Rewrite the entries below, swapping each "dot" for "mark" and leaving everything else unchanged.

◇ ◇ ◇

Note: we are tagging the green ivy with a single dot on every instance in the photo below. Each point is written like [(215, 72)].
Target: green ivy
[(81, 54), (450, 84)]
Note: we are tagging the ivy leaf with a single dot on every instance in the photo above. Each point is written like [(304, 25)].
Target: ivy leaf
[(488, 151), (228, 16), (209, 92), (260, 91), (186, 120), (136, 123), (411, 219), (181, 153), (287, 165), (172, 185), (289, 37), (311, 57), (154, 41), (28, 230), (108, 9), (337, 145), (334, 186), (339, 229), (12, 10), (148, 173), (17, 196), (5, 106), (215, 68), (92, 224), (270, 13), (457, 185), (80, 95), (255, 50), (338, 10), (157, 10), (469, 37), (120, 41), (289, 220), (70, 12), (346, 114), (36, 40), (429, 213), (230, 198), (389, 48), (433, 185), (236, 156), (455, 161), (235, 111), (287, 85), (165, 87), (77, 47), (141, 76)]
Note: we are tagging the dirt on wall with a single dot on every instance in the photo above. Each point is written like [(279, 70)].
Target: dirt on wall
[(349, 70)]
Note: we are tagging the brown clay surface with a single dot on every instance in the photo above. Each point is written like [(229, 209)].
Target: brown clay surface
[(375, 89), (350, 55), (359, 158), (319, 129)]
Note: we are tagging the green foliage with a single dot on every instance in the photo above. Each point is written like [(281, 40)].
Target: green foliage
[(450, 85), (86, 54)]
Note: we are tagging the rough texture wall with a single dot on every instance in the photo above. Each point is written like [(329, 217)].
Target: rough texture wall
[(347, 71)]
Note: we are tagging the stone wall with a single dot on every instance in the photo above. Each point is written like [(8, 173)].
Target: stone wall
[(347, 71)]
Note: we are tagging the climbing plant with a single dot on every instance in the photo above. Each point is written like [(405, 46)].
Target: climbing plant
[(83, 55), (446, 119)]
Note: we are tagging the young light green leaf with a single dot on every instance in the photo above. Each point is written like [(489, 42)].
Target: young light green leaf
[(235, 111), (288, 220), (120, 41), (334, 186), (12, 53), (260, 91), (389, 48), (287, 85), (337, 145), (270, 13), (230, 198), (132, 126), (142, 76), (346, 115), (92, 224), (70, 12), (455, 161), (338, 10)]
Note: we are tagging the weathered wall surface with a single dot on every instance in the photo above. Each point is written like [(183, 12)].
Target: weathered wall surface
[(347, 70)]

◇ ◇ ◇

- _WRITTEN REPLY_
Note: we are tagging the green ivy with a single mark on every instance in the photo below. Each point is written like [(215, 72)].
Target: green ivy
[(81, 54), (450, 84)]
Note: we are tagging the ivy leaf with a single mark on every instance in the photo above. Each point is written like [(304, 25)].
Target: ivy leaf
[(488, 151), (228, 16), (209, 92), (260, 91), (186, 120), (136, 123), (411, 219), (181, 153), (287, 165), (172, 185), (289, 37), (311, 57), (154, 41), (28, 230), (108, 9), (337, 145), (334, 186), (339, 229), (12, 10), (148, 173), (17, 196), (5, 106), (215, 68), (92, 224), (270, 13), (457, 185), (80, 95), (255, 50), (338, 10), (157, 10), (469, 37), (120, 41), (289, 220), (70, 12), (346, 114), (36, 40), (429, 213), (230, 198), (389, 48), (433, 185), (236, 156), (455, 161), (235, 111), (287, 85), (165, 87), (77, 47), (141, 76)]
Note: we are tagging the dirt on wall with a single mark on every instance in the photo above. Each point is written like [(279, 70)].
Target: dirt on wall
[(349, 70)]
Note: we are tagging the brown clay surface with a single mark on every instance in the photo above. Each point is written like [(229, 209)].
Target: brown clay surface
[(375, 89), (350, 55), (359, 158), (319, 129)]
Note: we are tagging the green foliage with a single mark on every instance in the photo above. Each point is written like [(281, 40)].
Target: green foliage
[(450, 85), (86, 54)]
Note: we are tagging the rough texture wall with a single mark on every instance in the photo above. Each point is written like [(329, 217)].
Target: rough texture wall
[(347, 71)]
Note: we are tagging the stone wall with a single mark on every instance in the photo above. Each point is written like [(8, 173)].
Target: stone wall
[(347, 71)]
Note: we are tagging the climbing plant with a single mark on every instance in the photo above. Each point is written like [(405, 46)].
Target: climbing plant
[(83, 55), (446, 119)]
Note: we are tagging the young light green leaf with a single mark on every instance in the photo above. Each point is written like [(489, 42)].
Target: young light green leaf
[(235, 111), (288, 220), (120, 41), (334, 186), (12, 53), (260, 91), (389, 48), (287, 85), (337, 145), (270, 13), (230, 198), (132, 126), (142, 76), (346, 115), (92, 224), (70, 12), (455, 161), (338, 10)]
Note: we are tagging the weathered wall surface with a single mark on every instance in the photo above. Each point is written like [(183, 12)].
Target: weathered wall surface
[(347, 70)]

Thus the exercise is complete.